> [PASSAGE SHOWN]:
+++++
Sunday, September 18, 2016

Stone Temple Pilots - Core




While riding shotgun in my mom’s minivan at age thirteen, I had my second ever musical “a-ha” moment (the first being my discovery of Goldfinger). After some begging, my mother let me put on the local rock station for the remainder of the ride. As I turned the dial, booming vocals began to pulse through the speakers along with a massive guitar riff laden with distortion and reverb, and in that moment, I knew that this—whatever “this” was—was definitely how rock’n’roll was supposed to sound.

I later discovered that the song was “Plush” by Stone Temple Pilots, off of their debut Core, an album somehow even bigger and more “rock” than the single. Released in 1992, the record’s production calls back to the 70’s in its enormous sound—Eric Kretz’ snare drum booms like a mortar shell, while Dean DeLeo’s guitar chords sound the product of forty instruments rather than just one. The composition is largely straightforward, all pentatonic scales and 4/4 timing, yet STP really guts that simple formula for everything it’s worth, piling soaring solos and bombastic basslines into each piece until it seems about to burst.  

The sound of Core screams rock’n’roll, yet it isn’t all loud guitars and reverby drum fills. Stone Temple Pilots explore a very diverse sound palate on their debut record, shaping a classical landscape in “No Memory,” playing with an eastern-tinged bridge in “Sin,” and being all-out goofballs on the improv’d “Wet My Bed.”

 

Similarly, while much of the record is definitely loud, the band proves to have a fantastic understanding of dynamics as well. “Dead and Bloated” may be explosive in its syncopated hits and distorted riffs, yet “Creep” carries just as much power, albeit in a different form. The acoustic guitar meanders through gentle open chords, Robert DeLeo marks changes with atonal bass fills, and Kretz wields his sticks more like paintbrushes than hammers. Core is an example of a band in control of its sound, four musicians able to turn their intentions into audio without compromise.

Yet for all its exploration and diversity, Core is foremost a hard-rocking record, and no song drives that point home harder than “Piece of Pie.” The tune is composed of riff after monstrous riff, the guitars chugging in a drop tuning over a visceral drum beat. Singer Scott Weiland growls his microphone into submission, using his voice to build the intensity of each verse until the chorus goes off like a grenade. “Piece of Pie” is Stone Temple Pilots in top form, the band’s huge and heavy sound employed to full effect.
+++++
> [DATASET]:

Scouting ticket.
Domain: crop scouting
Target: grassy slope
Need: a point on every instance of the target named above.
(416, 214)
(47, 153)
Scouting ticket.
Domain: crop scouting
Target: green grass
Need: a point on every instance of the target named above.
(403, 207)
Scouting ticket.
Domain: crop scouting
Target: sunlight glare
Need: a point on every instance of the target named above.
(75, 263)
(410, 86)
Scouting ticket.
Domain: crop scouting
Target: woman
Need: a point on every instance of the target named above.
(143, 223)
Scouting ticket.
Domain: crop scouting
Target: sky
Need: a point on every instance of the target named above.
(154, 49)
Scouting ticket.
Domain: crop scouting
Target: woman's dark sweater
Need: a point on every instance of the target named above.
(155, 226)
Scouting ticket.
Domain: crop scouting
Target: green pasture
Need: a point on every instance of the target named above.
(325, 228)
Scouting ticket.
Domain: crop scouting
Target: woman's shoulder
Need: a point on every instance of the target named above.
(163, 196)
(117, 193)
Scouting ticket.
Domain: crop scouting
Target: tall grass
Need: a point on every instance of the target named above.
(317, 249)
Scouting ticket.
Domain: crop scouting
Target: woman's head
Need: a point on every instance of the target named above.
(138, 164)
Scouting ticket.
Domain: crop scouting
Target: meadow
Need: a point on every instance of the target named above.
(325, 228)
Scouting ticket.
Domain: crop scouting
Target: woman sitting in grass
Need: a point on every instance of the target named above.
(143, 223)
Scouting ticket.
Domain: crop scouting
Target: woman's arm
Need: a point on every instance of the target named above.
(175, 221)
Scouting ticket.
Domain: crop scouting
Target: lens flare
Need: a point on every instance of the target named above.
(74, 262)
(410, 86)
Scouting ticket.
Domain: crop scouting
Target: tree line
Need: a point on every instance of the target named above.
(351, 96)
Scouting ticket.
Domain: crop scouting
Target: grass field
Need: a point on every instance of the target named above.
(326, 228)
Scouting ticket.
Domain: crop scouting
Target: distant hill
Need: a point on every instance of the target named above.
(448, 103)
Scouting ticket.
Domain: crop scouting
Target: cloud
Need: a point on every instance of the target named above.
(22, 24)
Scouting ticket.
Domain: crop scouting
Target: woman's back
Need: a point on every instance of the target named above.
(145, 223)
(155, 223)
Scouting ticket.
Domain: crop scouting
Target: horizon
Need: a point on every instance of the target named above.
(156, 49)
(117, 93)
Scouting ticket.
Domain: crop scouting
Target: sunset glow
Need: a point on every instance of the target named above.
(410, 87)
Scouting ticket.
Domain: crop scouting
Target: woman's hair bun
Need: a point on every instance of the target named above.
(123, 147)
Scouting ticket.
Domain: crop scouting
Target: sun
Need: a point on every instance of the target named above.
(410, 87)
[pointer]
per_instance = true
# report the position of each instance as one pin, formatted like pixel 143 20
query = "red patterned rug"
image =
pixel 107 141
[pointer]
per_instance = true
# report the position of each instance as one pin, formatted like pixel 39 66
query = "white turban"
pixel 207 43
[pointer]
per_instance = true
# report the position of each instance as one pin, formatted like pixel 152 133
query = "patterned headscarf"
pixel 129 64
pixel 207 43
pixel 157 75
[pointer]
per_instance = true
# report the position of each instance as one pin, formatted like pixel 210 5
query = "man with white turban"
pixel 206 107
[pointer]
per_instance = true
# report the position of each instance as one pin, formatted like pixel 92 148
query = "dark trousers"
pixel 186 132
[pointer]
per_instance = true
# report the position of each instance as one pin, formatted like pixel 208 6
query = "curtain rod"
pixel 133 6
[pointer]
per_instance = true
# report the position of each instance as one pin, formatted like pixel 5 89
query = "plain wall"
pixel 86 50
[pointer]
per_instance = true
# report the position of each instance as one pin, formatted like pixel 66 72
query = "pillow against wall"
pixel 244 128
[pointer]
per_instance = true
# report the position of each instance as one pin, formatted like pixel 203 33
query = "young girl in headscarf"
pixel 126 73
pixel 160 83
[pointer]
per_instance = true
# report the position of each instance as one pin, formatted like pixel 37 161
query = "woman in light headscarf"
+++++
> [TASK BRIEF]:
Rewrite everything in the Core review from "Stone Temple Pilots - Core" down to "supposed to sound.", replacing "minivan" with "station wagon".

> [RESPONSE BOX]:
Stone Temple Pilots - Core




While riding shotgun in my mom’s station wagon at age thirteen, I had my second ever musical “a-ha” moment (the first being my discovery of Goldfinger). After some begging, my mother let me put on the local rock station for the remainder of the ride. As I turned the dial, booming vocals began to pulse through the speakers along with a massive guitar riff laden with distortion and reverb, and in that moment, I knew that this—whatever “this” was—was definitely how rock’n’roll was supposed to sound.